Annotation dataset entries
%%

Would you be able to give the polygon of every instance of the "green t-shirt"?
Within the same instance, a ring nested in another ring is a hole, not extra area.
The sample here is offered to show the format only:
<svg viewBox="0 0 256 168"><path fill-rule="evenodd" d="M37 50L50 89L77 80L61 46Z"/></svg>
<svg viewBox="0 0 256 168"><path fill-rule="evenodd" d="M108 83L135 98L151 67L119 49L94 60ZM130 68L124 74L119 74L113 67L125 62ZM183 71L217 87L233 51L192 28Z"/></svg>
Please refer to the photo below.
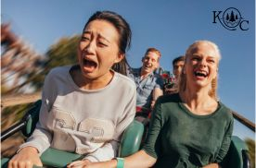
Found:
<svg viewBox="0 0 256 168"><path fill-rule="evenodd" d="M218 102L208 115L192 114L179 94L158 99L143 150L157 159L155 167L201 167L220 162L233 132L231 110Z"/></svg>

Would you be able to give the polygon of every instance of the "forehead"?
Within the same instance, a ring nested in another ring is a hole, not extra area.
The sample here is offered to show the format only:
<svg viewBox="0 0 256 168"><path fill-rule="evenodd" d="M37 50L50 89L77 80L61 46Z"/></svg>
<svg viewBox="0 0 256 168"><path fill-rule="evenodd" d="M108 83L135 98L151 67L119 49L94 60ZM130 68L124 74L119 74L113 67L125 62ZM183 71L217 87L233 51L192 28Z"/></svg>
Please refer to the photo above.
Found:
<svg viewBox="0 0 256 168"><path fill-rule="evenodd" d="M184 61L183 60L179 60L179 61L176 61L174 63L174 66L183 66L184 65Z"/></svg>
<svg viewBox="0 0 256 168"><path fill-rule="evenodd" d="M195 47L193 47L190 51L189 55L195 54L219 59L219 55L215 48L208 43L198 43Z"/></svg>
<svg viewBox="0 0 256 168"><path fill-rule="evenodd" d="M84 28L84 32L92 32L100 34L105 38L110 39L118 39L119 32L110 22L103 20L103 19L96 19L93 20Z"/></svg>
<svg viewBox="0 0 256 168"><path fill-rule="evenodd" d="M149 57L149 58L152 58L152 59L158 59L159 58L159 54L155 52L148 52L145 57Z"/></svg>

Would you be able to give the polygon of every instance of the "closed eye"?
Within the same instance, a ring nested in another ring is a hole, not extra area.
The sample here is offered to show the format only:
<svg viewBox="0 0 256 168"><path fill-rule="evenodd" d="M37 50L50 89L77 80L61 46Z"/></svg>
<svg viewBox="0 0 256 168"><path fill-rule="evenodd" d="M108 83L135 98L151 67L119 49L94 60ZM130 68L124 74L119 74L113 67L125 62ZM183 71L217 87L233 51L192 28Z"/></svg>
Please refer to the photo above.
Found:
<svg viewBox="0 0 256 168"><path fill-rule="evenodd" d="M85 36L83 36L83 37L81 38L81 41L82 41L82 42L90 41L90 38L85 37Z"/></svg>

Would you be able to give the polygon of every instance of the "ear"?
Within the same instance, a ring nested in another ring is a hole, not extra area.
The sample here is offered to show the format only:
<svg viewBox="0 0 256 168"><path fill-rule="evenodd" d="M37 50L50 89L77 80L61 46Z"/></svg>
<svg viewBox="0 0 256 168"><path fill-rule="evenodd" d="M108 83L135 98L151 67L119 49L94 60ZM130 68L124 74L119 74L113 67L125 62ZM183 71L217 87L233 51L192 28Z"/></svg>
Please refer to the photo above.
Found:
<svg viewBox="0 0 256 168"><path fill-rule="evenodd" d="M124 58L124 54L119 54L115 59L115 63L121 62Z"/></svg>
<svg viewBox="0 0 256 168"><path fill-rule="evenodd" d="M216 73L215 73L215 76L214 76L214 78L217 78L218 73L219 73L219 68L217 68L217 69L216 69Z"/></svg>

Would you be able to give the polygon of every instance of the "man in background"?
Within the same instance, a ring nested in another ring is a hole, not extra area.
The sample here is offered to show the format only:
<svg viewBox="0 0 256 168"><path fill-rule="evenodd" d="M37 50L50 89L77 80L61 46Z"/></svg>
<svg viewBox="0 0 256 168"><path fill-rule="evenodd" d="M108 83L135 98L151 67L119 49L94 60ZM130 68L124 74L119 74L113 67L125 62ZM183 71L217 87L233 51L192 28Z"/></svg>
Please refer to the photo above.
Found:
<svg viewBox="0 0 256 168"><path fill-rule="evenodd" d="M163 80L154 70L159 67L160 52L156 48L148 48L142 58L142 66L130 68L128 77L136 84L137 116L147 117L156 100L162 95Z"/></svg>

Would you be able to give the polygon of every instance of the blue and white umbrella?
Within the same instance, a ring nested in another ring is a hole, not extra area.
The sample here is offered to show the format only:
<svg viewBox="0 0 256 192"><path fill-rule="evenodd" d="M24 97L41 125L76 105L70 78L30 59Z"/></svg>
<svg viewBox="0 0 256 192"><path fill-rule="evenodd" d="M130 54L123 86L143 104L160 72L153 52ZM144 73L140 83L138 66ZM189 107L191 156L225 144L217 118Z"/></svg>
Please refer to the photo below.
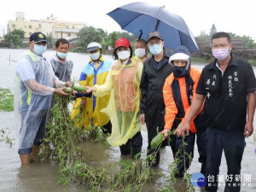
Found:
<svg viewBox="0 0 256 192"><path fill-rule="evenodd" d="M165 41L165 47L174 49L184 45L189 50L199 49L183 19L163 7L137 2L117 8L107 15L122 29L143 39L147 39L149 32L158 31Z"/></svg>

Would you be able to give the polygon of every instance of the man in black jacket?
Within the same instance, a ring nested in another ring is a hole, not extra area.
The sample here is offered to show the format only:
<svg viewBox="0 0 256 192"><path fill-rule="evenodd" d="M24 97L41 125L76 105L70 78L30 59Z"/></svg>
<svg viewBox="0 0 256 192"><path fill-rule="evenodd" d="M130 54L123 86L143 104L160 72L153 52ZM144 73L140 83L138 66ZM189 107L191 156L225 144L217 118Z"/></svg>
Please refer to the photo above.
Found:
<svg viewBox="0 0 256 192"><path fill-rule="evenodd" d="M201 108L209 118L207 128L206 189L217 191L224 150L228 172L225 191L238 192L245 137L253 132L256 79L247 61L231 52L230 37L217 32L212 38L215 61L207 65L199 79L196 96L183 126L182 136L189 134L189 122Z"/></svg>
<svg viewBox="0 0 256 192"><path fill-rule="evenodd" d="M169 55L165 53L164 40L158 32L149 33L147 44L150 53L153 55L145 61L140 89L142 99L140 102L140 121L146 123L148 129L148 154L152 154L150 142L158 131L164 129L166 106L163 98L163 86L166 79L172 72L169 61ZM157 127L159 130L157 131ZM156 154L154 166L160 162L160 152Z"/></svg>

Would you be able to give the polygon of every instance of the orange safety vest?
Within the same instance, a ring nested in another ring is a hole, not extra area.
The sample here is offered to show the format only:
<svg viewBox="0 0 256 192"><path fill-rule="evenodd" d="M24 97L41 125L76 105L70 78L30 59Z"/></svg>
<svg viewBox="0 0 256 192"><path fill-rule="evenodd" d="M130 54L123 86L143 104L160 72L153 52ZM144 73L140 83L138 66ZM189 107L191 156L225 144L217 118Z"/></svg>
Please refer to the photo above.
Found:
<svg viewBox="0 0 256 192"><path fill-rule="evenodd" d="M172 129L175 119L182 119L185 117L190 108L191 102L195 96L195 89L200 76L201 72L191 67L189 75L175 78L173 73L172 73L166 78L163 88L166 104L165 128ZM193 120L190 123L190 131L196 132Z"/></svg>

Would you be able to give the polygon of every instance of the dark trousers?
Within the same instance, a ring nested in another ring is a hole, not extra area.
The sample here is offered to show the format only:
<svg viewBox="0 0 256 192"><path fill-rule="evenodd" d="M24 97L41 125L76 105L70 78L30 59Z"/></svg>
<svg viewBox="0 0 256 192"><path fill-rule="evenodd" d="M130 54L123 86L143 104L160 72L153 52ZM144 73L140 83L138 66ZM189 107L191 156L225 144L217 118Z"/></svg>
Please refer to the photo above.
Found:
<svg viewBox="0 0 256 192"><path fill-rule="evenodd" d="M102 131L104 134L111 134L112 132L112 123L109 120L108 124L102 126Z"/></svg>
<svg viewBox="0 0 256 192"><path fill-rule="evenodd" d="M141 131L138 131L137 134L135 134L135 136L132 137L131 139L129 139L125 144L119 146L121 154L126 155L132 152L132 157L142 152L142 147L143 137Z"/></svg>
<svg viewBox="0 0 256 192"><path fill-rule="evenodd" d="M190 166L189 155L191 155L192 160L194 157L195 139L195 133L190 132L189 135L184 138L184 143L186 144L183 144L183 137L176 137L174 154L176 156L176 160L180 160L180 162L177 164L177 168L178 173L175 174L176 177L183 177L184 175L185 168L188 169Z"/></svg>
<svg viewBox="0 0 256 192"><path fill-rule="evenodd" d="M207 185L208 191L217 191L219 166L224 150L227 161L228 173L225 181L225 192L237 192L241 189L241 179L235 180L236 175L241 175L241 162L246 146L243 129L221 130L207 129ZM241 178L241 177L240 177ZM219 181L220 182L220 181Z"/></svg>

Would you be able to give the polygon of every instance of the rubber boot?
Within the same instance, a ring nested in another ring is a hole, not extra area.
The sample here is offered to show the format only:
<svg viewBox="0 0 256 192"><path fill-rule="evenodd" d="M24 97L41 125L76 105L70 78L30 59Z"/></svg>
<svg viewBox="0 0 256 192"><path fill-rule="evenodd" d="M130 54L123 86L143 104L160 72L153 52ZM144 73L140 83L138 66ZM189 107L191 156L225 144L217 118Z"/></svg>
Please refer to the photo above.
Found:
<svg viewBox="0 0 256 192"><path fill-rule="evenodd" d="M149 154L152 154L152 152L151 153L148 153L147 154L147 155L149 155ZM158 152L156 153L156 154L153 154L154 156L155 156L155 159L153 160L147 160L147 161L148 161L148 166L153 166L153 167L154 167L154 166L157 166L158 165L159 165L159 163L160 163L160 151L158 150ZM154 163L152 163L152 161L154 162Z"/></svg>
<svg viewBox="0 0 256 192"><path fill-rule="evenodd" d="M134 160L139 159L141 157L141 153L142 153L142 147L132 148L132 151L131 151L132 159ZM140 154L137 155L137 154Z"/></svg>

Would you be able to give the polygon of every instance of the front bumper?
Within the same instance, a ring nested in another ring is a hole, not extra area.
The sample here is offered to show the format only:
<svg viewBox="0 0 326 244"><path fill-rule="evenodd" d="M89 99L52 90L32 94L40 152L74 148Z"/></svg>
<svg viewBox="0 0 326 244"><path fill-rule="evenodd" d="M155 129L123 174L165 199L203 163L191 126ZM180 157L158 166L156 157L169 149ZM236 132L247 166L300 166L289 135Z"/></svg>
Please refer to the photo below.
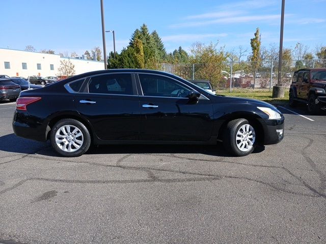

%%

#### PROMPT:
Can you reproduce, character for character, the lines from the one containing "orange safety vest?" through the one containing "129L175 119L182 119L185", including both of those lines?

#### CORRECT ANSWER:
Would you be able to give the polygon of every instance of the orange safety vest?
Within the same instance, a ring nested in another ring is a hole, not extra area.
The sample here is offered to show the format only:
<svg viewBox="0 0 256 192"><path fill-rule="evenodd" d="M24 97L41 125L76 105L70 78L30 59Z"/></svg>
<svg viewBox="0 0 256 192"><path fill-rule="evenodd" d="M130 54L123 86L143 104L160 72L153 52ZM144 73L140 83L138 66ZM189 107L191 156L225 144L217 118Z"/></svg>
Please refer to the photo above.
Found:
<svg viewBox="0 0 256 192"><path fill-rule="evenodd" d="M172 129L175 119L182 119L185 117L190 108L191 102L195 96L195 89L200 76L201 72L191 67L189 75L175 78L173 73L172 73L166 78L163 88L166 104L165 128ZM193 120L190 123L190 131L196 132Z"/></svg>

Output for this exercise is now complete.